• [Stated task]: Pull out every line of the data below that contains the word "wall", and copy each one.

Point labeling examples:
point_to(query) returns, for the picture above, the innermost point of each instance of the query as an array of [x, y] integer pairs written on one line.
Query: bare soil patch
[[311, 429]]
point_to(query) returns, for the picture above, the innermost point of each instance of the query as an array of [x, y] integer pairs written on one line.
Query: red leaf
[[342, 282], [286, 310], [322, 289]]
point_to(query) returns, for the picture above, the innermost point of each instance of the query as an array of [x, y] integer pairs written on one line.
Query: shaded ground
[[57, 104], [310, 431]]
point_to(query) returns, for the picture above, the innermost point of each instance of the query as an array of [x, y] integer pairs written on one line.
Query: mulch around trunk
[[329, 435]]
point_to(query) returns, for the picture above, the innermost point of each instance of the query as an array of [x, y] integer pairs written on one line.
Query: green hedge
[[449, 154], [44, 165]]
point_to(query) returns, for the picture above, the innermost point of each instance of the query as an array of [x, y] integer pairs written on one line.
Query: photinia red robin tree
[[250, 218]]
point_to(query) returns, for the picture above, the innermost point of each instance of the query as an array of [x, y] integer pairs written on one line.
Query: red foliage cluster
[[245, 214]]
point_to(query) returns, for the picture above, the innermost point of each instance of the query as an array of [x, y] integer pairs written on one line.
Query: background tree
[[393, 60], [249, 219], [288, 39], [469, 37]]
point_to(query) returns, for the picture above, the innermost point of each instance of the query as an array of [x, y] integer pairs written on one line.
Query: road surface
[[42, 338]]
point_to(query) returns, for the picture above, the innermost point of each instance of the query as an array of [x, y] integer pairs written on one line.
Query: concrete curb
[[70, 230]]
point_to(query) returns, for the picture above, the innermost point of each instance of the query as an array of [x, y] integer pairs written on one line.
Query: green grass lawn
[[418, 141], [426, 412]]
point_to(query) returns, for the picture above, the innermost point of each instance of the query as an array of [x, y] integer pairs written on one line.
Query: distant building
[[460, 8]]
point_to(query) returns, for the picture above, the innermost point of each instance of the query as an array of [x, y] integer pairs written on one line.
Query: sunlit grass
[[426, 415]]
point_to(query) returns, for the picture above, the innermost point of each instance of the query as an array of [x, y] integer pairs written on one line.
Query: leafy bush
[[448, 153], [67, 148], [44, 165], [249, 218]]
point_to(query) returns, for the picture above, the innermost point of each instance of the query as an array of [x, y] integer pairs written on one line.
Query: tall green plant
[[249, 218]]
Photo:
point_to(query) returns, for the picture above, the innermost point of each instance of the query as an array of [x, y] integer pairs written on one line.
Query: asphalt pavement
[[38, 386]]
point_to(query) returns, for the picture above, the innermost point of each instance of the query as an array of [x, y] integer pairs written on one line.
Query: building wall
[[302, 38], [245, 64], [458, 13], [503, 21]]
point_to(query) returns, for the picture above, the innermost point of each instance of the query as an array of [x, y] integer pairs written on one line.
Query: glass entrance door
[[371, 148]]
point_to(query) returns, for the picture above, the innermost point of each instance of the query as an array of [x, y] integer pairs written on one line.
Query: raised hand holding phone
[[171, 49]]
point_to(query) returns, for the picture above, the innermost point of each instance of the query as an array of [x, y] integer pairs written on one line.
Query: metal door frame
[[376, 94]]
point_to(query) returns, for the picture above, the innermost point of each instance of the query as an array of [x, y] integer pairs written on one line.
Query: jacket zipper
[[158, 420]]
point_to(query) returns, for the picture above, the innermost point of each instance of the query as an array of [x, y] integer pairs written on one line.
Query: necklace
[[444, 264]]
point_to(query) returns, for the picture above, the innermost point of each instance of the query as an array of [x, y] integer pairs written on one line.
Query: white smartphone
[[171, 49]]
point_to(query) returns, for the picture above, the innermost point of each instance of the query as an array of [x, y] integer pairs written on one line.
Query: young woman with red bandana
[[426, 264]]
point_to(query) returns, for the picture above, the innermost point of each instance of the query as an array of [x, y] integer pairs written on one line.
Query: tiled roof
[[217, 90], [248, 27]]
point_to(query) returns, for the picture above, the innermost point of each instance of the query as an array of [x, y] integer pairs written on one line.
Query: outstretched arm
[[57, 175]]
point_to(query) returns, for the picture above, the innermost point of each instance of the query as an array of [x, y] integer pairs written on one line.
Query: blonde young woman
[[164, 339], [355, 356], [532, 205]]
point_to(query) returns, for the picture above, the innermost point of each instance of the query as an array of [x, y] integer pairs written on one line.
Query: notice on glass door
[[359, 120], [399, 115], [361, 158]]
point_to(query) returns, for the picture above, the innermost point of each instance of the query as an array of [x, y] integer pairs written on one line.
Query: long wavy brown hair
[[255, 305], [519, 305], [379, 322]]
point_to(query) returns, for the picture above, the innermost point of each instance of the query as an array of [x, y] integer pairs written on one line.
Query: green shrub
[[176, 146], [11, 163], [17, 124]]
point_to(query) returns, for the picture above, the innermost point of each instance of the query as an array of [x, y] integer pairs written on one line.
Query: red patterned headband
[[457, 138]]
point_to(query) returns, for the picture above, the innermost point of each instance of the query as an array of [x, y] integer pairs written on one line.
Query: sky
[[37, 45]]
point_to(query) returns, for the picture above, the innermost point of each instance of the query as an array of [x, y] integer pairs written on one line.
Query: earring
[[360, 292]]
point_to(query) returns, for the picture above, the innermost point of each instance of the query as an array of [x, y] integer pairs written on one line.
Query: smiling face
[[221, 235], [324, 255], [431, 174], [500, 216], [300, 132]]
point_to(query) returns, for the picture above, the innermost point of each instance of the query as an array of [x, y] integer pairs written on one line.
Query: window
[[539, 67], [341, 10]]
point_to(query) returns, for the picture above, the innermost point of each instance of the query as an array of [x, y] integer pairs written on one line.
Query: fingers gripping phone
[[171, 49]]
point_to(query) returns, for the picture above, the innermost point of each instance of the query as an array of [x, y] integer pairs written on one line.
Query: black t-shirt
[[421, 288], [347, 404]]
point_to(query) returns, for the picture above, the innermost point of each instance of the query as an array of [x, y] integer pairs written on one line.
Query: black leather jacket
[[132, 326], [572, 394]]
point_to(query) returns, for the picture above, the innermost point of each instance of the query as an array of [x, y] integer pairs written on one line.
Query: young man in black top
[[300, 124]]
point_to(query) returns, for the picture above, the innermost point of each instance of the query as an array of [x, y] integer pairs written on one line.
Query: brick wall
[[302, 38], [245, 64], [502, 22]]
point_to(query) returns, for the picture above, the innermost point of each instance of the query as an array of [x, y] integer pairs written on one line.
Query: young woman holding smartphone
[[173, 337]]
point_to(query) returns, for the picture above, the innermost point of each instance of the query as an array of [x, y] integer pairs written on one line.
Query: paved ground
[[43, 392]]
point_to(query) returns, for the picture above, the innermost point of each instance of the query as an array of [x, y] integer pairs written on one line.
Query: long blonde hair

--

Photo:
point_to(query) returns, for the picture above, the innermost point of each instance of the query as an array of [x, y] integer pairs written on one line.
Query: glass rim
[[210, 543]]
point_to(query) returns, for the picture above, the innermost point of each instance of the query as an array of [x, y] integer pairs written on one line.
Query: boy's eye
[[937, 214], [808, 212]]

• [The result]:
Query: building wall
Query: brick wall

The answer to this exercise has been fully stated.